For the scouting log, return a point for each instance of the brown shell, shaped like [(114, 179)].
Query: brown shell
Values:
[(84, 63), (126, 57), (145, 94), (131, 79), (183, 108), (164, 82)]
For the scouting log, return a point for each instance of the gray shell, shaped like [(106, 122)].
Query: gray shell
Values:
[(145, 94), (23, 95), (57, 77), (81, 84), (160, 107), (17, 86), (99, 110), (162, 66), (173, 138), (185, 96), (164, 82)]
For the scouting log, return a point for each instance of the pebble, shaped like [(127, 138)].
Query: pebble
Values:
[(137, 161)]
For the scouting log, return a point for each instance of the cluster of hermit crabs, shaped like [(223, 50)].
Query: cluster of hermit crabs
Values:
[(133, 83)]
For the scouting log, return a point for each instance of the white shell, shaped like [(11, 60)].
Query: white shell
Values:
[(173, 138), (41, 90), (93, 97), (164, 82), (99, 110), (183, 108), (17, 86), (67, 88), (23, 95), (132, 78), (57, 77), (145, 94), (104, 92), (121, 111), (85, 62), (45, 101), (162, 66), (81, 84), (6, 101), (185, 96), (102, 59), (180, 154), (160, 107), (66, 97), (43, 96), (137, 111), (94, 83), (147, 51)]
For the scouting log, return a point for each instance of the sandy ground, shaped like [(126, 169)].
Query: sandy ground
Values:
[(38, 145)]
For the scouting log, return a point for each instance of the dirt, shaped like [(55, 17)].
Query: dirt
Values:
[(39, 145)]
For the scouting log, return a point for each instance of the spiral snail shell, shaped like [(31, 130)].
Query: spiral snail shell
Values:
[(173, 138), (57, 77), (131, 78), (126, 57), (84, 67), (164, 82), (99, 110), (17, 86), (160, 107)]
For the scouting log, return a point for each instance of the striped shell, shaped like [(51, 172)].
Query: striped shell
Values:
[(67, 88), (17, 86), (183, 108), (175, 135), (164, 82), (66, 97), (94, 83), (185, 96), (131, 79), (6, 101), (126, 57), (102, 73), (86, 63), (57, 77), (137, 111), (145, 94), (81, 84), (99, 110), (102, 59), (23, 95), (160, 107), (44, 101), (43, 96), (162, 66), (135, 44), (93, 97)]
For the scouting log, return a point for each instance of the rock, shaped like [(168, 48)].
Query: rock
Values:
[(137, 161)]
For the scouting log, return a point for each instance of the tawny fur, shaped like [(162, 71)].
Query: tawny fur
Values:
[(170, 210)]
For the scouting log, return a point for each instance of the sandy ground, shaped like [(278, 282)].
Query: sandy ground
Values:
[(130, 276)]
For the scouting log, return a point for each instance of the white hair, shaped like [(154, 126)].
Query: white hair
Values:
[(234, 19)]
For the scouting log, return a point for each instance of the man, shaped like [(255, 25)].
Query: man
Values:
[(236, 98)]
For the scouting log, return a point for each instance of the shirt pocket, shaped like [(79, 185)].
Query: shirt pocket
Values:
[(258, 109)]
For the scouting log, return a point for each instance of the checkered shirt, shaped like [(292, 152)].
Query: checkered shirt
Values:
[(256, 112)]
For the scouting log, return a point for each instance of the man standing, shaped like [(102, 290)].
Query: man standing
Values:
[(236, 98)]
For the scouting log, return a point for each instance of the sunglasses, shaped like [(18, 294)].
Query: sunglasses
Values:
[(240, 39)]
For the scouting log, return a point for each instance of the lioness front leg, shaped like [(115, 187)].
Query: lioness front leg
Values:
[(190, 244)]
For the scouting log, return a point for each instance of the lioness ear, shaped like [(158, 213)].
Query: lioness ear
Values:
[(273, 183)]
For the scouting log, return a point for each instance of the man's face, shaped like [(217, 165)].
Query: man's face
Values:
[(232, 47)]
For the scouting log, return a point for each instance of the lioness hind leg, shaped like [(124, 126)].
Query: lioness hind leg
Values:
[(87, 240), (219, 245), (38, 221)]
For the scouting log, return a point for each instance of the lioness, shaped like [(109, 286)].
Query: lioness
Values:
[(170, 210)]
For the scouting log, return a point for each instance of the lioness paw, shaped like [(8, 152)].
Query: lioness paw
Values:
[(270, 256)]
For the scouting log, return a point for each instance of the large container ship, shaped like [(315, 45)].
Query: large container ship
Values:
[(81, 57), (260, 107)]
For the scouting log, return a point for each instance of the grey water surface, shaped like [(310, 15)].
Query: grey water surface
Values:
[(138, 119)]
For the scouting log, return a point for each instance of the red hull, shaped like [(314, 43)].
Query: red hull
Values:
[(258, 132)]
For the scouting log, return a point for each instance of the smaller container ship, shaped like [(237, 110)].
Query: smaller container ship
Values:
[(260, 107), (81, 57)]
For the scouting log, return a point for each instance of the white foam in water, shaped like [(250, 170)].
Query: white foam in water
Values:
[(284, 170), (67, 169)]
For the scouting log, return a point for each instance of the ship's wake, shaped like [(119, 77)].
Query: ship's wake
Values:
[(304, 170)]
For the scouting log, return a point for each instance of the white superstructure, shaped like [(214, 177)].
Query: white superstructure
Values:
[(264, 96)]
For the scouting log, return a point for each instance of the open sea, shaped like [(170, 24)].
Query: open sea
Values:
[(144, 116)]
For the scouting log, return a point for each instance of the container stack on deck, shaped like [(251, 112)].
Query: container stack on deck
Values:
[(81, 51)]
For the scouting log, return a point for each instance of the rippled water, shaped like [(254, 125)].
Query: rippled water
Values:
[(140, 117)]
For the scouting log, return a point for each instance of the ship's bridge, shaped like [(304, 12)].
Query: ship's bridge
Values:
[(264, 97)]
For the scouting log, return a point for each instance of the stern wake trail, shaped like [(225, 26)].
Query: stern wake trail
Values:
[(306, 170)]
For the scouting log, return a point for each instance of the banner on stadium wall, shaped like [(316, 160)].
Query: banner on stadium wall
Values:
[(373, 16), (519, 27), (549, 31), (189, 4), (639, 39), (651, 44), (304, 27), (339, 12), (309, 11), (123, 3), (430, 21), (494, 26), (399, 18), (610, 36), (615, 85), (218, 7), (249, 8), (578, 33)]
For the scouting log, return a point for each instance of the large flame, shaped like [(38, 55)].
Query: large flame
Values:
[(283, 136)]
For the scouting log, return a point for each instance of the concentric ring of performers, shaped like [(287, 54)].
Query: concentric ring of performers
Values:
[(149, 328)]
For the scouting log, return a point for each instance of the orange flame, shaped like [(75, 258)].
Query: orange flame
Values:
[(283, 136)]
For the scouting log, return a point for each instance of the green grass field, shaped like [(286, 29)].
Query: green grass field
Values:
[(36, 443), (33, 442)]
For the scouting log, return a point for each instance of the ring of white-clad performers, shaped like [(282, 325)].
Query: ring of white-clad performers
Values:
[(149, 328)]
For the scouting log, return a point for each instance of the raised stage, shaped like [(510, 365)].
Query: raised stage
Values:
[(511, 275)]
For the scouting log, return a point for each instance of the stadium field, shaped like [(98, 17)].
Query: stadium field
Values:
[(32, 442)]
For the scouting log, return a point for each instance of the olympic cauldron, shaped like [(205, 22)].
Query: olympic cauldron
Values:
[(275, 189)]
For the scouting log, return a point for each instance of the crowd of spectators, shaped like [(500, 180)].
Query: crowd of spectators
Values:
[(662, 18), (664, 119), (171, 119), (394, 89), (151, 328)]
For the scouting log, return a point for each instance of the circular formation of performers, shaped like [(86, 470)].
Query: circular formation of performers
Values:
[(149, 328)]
════════════════
▶ **What to do**: Repeat the records above exactly.

▶ **Final result**:
For the scouting log, return a point for each instance of the brown shell, shaped like [(114, 179)].
Query: brown shell
Values:
[(84, 63), (126, 57), (145, 94), (131, 79), (183, 108), (164, 82)]
For the scouting log, return a point for each instance of the gray shell, shaped like [(106, 122)].
Query: gray shell
Values:
[(145, 94), (23, 95), (57, 77), (81, 84), (160, 107), (17, 86), (99, 110), (162, 66), (173, 138), (185, 96), (164, 82)]
For the scouting log, return a point for each instance of the pebble, shaped like [(127, 138)].
Query: pebble
Values:
[(137, 161)]
For the scouting log, return a point for each instance of the cluster of hermit crabs, shaped like [(223, 50)].
Query: cluster of hermit crabs
Values:
[(133, 83)]
For the scouting log, return a point for each instance of the white shell, shaped like [(11, 60)].
Query: white shell
Values:
[(173, 138), (41, 90), (93, 97), (164, 82), (99, 110), (183, 108), (17, 86), (67, 88), (23, 95), (132, 78), (57, 77), (145, 94), (104, 92), (121, 111), (85, 62), (45, 101), (162, 66), (81, 84), (6, 101), (185, 96), (102, 59), (180, 154), (160, 107), (66, 97), (43, 96), (137, 111), (94, 83), (147, 51)]
For the scouting log, return a point for each instance of the sandy ground, shaped like [(126, 169)].
Query: sandy ground
Values:
[(38, 145)]
For the scouting log, return a point for each instance of the dirt, shaped like [(55, 17)].
Query: dirt
Values:
[(39, 145)]
For the scouting log, return a point for each instance of the spiral snail shell, shaped like [(31, 130)].
Query: spiral snail shell
Values:
[(173, 138), (57, 77), (131, 78), (126, 57), (84, 67), (164, 82), (99, 110), (17, 86), (160, 107)]
For the scouting log, return a point for each instance of the striped shell, shaped like [(51, 172)].
Query: striped shell
Values:
[(67, 88), (17, 86), (183, 108), (175, 135), (164, 82), (66, 97), (94, 83), (185, 96), (131, 79), (6, 101), (126, 57), (102, 73), (86, 63), (57, 77), (137, 111), (145, 94), (81, 84), (99, 110), (102, 59), (23, 95), (160, 107), (44, 101), (43, 96), (162, 66), (135, 44), (93, 97)]
For the scouting log, return a point for each instance of the rock, shaped like [(168, 48)].
Query: rock
Values:
[(137, 161)]
For the scouting log, return a point for each instance of the tawny fur, shaped like [(162, 71)].
Query: tawny fur
Values:
[(170, 210)]
For the scouting log, return a point for each instance of the sandy ground, shaped like [(278, 282)].
Query: sandy ground
Values:
[(130, 276)]
For the scouting log, return a point for each instance of the white hair, shaped like [(154, 126)].
Query: white hair
Values:
[(234, 19)]
For the scouting log, return a point for each instance of the man, shaped like [(255, 25)].
Query: man
Values:
[(236, 98)]
For the scouting log, return a point for each instance of the shirt pocket, shaped like [(79, 185)].
Query: shirt pocket
Values:
[(258, 109)]
For the scouting log, return a point for each instance of the checkered shirt, shaped like [(292, 152)].
Query: checkered shirt
Values:
[(256, 112)]
For the scouting log, return a point for each instance of the man standing, shaped like [(102, 290)].
Query: man standing
Values:
[(236, 98)]
For the scouting log, return a point for each instance of the sunglasses, shaped like [(18, 294)].
Query: sunglasses
Values:
[(240, 39)]
For the scouting log, return a point for each instance of the lioness front leg, shaped like [(115, 187)].
Query: lioness front leg
Values:
[(190, 244)]
For the scouting log, return a point for each instance of the lioness ear, shaped like [(158, 213)].
Query: lioness ear
Values:
[(273, 183)]
For the scouting log, return a point for each instance of the man's face, shaped like [(217, 165)].
Query: man's face
Values:
[(232, 47)]
For the scouting log, return a point for each instance of the lioness hind leg, shaped like [(124, 126)].
Query: lioness hind leg
Values:
[(87, 240), (219, 245), (38, 221)]
For the scouting log, return a point for each instance of the lioness, shaped like [(109, 286)].
Query: lioness
Values:
[(170, 210)]
For the scouting log, return a point for each instance of the lioness paw, shaped like [(8, 152)].
Query: lioness paw
Values:
[(270, 256)]
For the scouting log, return a point for each instance of the large container ship, shaped like [(315, 45)].
Query: large container ship
Values:
[(81, 57), (260, 107)]
For the scouting log, return a point for each instance of the grey water surface, shaped like [(310, 15)].
Query: grey water surface
Values:
[(138, 119)]
For the scouting log, return a point for each instance of the red hull, shaped like [(314, 43)].
Query: red hull
Values:
[(258, 132)]
For the scouting log, return a point for each instance of the smaller container ship, shaped like [(237, 110)].
Query: smaller container ship
Values:
[(260, 107), (81, 57)]
For the scouting log, return a point for each instance of the white foam in water, shaped like [(250, 170)].
Query: white foam in water
Values:
[(284, 170), (67, 169)]
For the scouting log, return a point for each instance of the ship's wake, shaped like [(119, 77)].
Query: ship's wake
Values:
[(304, 170)]
For the scouting log, return a point for each instance of the white superstructure, shaped like [(214, 177)].
Query: white superstructure
Values:
[(264, 96)]
For the scouting log, return a point for each instance of the open sea, shaped like [(170, 24)].
Query: open sea
Values:
[(144, 116)]
For the scouting log, return a point for each instance of the container stack on deck, shaped like [(251, 112)].
Query: container stack on deck
Values:
[(81, 51)]
For the scouting log, return a point for each instance of the rippled water, shaped like [(254, 125)].
Query: rippled water
Values:
[(140, 117)]
For the scouting log, return a point for each instance of the ship's bridge, shaped like [(304, 12)].
Query: ship's bridge
Values:
[(264, 97)]
For the scouting log, return a point for each instance of the stern wake trail, shaped like [(225, 26)].
Query: stern wake trail
Values:
[(306, 170)]
For the scouting log, return a point for each instance of the banner on stadium wall, shaped like [(316, 160)].
Query: banner on stadium wall
Values:
[(373, 16), (519, 27), (549, 31), (189, 4), (639, 39), (651, 44), (304, 27), (339, 12), (309, 11), (123, 3), (430, 21), (494, 26), (399, 18), (610, 36), (615, 85), (218, 7), (249, 8), (578, 33)]
For the scouting log, return a point for each instance of the large flame, shaped like [(38, 55)].
Query: large flame
Values:
[(283, 136)]
For the scouting log, return a point for each instance of the concentric ring of performers, shaped like [(287, 54)].
Query: concentric ring of performers
Values:
[(149, 328)]
For the scouting log, return a point for each instance of the orange flame, shaped like [(75, 258)].
Query: orange flame
Values:
[(283, 136)]
For the scouting log, return a point for each instance of the green grass field, shaped like [(286, 29)].
Query: green grass field
Values:
[(36, 443), (33, 442)]
For the scouting log, return a point for each instance of the ring of white-clad performers, shaped like [(282, 325)].
Query: ring of white-clad performers
Values:
[(149, 328)]
For the scouting log, return a point for each instance of the raised stage, shaped like [(510, 365)].
Query: raised stage
Values:
[(511, 275)]
For the scouting log, return a point for each instance of the stadium field, shaped like [(98, 17)].
Query: stadium field
Values:
[(32, 442)]
For the scouting log, return a point for each instance of the olympic cauldron, shaped like [(205, 22)].
Query: olympic cauldron
Values:
[(275, 189)]
For the scouting log, return a point for each instance of the crowd of spectators, shaped like [(500, 180)].
Query: crowd of spectators
Values:
[(662, 18), (664, 119), (171, 119), (394, 89), (151, 328)]
For the scouting log, return a point for each instance of the circular formation of performers, shaped like [(86, 470)].
Query: circular formation of performers
Values:
[(149, 328)]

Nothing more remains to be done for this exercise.